▶ Brief
Write out, character for character, the line containing "[indicate] dark window" and all lines after it up to the end of the listing.

▶ Dataset content
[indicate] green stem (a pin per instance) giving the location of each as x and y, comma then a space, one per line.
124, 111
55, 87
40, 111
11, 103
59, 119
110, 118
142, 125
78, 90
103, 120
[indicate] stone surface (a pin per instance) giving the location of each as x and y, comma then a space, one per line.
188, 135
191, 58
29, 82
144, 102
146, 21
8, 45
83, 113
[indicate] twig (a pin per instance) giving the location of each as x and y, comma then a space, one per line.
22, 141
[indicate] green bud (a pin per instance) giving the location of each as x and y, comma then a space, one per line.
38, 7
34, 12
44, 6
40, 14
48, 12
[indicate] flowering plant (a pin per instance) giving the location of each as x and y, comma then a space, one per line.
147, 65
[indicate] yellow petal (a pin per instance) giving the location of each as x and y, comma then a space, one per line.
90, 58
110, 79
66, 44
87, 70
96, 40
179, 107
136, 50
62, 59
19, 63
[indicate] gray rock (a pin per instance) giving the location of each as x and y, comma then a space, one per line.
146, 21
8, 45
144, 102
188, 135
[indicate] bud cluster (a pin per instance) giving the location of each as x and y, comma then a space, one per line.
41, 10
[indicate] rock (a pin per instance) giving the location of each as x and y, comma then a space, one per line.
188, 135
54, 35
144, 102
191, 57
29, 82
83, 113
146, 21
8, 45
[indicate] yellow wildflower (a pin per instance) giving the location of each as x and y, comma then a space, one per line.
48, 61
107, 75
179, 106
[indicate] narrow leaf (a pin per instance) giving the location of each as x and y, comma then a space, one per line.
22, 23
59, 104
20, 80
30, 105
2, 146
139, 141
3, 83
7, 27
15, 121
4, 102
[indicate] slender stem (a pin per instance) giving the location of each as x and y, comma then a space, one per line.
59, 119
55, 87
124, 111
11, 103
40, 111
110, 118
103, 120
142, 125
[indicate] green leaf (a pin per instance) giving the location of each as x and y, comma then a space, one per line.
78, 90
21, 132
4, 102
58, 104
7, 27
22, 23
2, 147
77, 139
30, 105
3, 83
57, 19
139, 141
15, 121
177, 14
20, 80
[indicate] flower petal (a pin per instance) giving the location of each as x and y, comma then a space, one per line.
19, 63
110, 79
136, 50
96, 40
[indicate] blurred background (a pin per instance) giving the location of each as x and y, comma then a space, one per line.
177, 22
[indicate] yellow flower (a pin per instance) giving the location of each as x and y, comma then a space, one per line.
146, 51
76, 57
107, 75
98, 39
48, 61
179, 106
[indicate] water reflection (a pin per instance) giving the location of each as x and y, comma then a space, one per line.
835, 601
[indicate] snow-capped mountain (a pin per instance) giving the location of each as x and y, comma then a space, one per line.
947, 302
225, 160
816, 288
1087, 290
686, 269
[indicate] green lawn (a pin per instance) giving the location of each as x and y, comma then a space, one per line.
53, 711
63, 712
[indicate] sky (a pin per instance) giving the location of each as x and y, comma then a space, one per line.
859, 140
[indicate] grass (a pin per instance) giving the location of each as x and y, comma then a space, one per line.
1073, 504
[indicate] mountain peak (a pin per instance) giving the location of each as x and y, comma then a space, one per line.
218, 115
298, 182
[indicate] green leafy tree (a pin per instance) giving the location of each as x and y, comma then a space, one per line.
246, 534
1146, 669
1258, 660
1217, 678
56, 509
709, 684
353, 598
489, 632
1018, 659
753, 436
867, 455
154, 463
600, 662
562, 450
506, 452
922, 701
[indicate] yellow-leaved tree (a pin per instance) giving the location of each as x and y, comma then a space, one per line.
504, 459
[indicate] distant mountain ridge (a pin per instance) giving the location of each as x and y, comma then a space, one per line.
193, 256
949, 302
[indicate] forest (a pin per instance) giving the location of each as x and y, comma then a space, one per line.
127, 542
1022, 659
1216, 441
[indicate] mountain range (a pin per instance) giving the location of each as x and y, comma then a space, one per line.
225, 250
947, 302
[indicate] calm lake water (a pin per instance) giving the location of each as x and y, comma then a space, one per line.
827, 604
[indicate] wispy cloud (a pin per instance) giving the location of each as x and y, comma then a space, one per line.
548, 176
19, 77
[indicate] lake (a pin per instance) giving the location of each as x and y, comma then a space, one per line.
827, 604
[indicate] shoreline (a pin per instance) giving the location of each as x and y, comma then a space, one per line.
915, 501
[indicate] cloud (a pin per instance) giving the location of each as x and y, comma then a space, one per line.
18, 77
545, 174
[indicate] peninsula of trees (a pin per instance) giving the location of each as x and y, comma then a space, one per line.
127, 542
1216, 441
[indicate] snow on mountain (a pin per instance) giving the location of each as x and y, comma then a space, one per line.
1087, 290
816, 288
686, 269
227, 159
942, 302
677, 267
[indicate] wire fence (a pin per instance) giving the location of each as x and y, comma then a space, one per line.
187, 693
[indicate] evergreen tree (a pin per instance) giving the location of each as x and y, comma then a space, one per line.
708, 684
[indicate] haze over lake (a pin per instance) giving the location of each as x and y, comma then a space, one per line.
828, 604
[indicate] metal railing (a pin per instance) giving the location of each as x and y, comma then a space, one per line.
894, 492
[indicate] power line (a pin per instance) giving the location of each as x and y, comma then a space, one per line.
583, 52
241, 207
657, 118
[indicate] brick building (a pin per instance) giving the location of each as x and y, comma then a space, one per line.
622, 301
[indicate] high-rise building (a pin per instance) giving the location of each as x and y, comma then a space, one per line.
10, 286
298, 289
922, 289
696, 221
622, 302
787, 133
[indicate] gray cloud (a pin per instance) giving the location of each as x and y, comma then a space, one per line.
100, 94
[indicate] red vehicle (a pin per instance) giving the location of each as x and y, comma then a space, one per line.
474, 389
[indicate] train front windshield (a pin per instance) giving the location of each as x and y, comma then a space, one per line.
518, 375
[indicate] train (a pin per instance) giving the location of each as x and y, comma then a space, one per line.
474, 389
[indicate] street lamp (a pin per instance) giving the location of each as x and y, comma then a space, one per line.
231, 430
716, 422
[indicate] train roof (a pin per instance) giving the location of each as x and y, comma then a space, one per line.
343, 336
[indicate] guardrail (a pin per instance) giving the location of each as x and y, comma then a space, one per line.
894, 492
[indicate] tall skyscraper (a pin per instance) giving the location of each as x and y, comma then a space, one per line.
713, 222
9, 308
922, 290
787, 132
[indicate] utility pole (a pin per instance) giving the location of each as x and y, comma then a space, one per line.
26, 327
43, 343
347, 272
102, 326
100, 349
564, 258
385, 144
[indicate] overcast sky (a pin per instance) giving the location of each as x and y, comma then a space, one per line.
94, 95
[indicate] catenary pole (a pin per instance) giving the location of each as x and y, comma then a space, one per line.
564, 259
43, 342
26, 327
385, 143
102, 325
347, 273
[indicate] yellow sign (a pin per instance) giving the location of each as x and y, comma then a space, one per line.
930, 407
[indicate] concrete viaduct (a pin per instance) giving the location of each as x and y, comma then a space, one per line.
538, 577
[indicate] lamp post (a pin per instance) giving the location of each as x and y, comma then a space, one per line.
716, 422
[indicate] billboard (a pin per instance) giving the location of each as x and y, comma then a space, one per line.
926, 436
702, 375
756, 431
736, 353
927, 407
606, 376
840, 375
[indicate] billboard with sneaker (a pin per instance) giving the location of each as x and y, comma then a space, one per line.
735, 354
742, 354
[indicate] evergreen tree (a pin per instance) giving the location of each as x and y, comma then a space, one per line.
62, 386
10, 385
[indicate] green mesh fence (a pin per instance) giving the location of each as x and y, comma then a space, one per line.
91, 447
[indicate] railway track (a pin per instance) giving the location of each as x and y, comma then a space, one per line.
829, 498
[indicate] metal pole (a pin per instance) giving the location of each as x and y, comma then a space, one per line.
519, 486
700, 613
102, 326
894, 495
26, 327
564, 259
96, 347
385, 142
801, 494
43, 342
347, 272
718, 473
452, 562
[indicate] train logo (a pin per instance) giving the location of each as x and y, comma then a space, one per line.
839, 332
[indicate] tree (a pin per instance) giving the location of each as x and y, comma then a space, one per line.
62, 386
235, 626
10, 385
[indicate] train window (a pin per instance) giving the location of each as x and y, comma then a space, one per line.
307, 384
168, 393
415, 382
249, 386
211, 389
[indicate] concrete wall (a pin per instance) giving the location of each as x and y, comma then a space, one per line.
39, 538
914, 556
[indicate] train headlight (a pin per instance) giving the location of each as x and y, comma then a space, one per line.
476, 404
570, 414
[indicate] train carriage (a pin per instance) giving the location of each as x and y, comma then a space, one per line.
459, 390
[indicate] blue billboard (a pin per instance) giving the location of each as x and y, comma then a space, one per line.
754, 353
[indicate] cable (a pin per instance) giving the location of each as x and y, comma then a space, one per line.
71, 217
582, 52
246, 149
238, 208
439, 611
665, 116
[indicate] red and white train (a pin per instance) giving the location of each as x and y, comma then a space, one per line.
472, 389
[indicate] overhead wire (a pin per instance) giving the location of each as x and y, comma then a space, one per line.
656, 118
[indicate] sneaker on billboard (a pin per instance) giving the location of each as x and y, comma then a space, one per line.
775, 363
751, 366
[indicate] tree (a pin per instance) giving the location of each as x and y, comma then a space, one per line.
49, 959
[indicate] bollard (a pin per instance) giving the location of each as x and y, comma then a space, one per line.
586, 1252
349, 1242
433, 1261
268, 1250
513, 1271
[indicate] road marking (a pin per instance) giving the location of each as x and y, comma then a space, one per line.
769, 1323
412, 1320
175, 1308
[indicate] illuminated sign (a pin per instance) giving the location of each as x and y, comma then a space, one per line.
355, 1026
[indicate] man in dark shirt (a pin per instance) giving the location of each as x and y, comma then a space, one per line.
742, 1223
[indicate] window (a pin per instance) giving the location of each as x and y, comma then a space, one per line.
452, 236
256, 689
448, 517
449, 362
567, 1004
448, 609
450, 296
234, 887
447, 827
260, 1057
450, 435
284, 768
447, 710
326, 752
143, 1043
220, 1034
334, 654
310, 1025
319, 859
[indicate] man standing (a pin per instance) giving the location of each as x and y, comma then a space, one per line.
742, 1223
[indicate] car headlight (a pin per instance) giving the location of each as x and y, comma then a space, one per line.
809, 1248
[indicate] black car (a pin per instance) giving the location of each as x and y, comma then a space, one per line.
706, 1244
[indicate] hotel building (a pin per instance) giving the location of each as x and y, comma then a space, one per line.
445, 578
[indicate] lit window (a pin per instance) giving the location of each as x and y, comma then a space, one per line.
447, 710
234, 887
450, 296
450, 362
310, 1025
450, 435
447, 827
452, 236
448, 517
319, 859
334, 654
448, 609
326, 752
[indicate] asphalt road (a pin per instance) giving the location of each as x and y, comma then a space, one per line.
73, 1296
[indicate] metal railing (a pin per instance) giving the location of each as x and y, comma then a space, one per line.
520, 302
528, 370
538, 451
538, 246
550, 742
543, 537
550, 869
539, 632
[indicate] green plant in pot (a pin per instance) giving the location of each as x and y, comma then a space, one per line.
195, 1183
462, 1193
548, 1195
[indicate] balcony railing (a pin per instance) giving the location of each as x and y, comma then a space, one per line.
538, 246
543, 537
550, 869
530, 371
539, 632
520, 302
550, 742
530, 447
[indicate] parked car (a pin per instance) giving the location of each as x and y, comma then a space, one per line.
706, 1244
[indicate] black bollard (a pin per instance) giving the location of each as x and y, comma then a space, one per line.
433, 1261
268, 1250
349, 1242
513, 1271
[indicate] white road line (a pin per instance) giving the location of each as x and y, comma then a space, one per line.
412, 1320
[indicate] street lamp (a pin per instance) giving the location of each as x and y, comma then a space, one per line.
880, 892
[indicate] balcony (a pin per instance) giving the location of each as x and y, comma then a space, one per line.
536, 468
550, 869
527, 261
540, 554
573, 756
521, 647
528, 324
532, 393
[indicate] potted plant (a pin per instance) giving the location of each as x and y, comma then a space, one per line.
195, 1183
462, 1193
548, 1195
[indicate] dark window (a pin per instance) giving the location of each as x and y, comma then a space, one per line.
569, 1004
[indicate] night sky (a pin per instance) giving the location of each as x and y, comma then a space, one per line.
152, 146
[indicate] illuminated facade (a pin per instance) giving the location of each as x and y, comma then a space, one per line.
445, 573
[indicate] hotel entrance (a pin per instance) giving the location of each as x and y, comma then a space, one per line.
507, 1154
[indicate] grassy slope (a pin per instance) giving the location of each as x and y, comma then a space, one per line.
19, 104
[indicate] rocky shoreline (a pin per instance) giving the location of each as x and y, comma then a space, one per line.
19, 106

▶ Full output
[indicate] dark window (a pin per instance) giving the location of each as x and y, comma then a space, one per line.
569, 1004
[indicate] night sky (a pin per instance) giving the location of each as x and y, comma then a space, one per line.
152, 146
[indicate] illuminated facade (a pin per instance) giving the location of each as x and y, comma then a space, one per line.
445, 573
[indicate] hotel entrance (a pin per instance) giving the location of each as x and y, comma then a space, one per line.
507, 1154
[indicate] grassy slope (a pin per instance) giving the location of each as x and y, comma then a space, one per line.
19, 104
[indicate] rocky shoreline (a pin per instance) giving the location of each as x and y, comma then a space, one per line.
19, 106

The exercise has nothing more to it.